___ Dataset entries

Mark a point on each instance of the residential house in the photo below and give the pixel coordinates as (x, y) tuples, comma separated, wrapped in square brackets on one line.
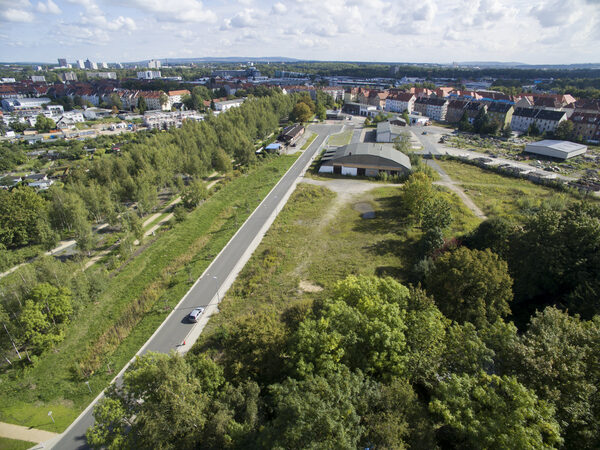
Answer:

______
___ Dataset entries

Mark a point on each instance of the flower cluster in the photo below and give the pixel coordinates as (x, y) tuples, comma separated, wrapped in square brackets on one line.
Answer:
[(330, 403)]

______
___ Dataset entries

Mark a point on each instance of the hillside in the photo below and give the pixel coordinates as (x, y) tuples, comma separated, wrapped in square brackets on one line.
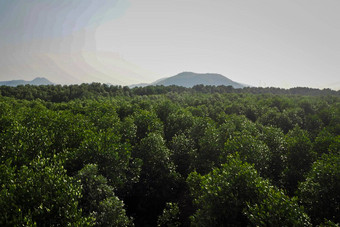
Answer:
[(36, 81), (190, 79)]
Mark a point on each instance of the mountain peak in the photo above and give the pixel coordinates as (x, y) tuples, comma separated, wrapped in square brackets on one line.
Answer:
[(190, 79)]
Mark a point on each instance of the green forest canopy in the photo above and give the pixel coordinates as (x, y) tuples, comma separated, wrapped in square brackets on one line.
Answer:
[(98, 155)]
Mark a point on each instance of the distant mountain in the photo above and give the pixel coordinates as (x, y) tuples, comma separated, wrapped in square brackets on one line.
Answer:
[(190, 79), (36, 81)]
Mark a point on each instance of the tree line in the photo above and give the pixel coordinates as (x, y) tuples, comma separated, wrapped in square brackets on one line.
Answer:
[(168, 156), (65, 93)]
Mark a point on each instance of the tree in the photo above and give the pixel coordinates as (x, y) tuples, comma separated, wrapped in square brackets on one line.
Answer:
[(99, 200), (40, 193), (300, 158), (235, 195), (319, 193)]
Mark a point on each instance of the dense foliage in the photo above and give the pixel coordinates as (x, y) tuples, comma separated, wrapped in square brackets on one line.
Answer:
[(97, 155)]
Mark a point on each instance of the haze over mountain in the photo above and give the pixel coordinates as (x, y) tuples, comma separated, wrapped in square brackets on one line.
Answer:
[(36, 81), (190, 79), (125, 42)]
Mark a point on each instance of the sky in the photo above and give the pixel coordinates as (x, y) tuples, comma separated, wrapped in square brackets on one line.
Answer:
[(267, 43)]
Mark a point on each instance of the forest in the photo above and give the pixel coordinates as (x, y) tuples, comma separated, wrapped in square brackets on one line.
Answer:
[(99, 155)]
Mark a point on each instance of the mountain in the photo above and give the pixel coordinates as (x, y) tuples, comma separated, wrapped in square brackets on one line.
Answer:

______

§ Task instructions:
Format the listing, from the line with "Mark a point on each instance of the flower" up to and including the line with "[(330, 403)]", as a Markdown table with columns Row and Line, one numbered row per line and blank lines omitted.

§ Solution to the exercise:
| Row | Line |
|---|---|
| 1 | Mark a point on each instance of the flower cluster in the photo below and give the pixel coordinates as (x, y) tuples, comma separated, wrapped in square brackets on one line. |
| 2 | Answer: |
| 3 | [(330, 403)] |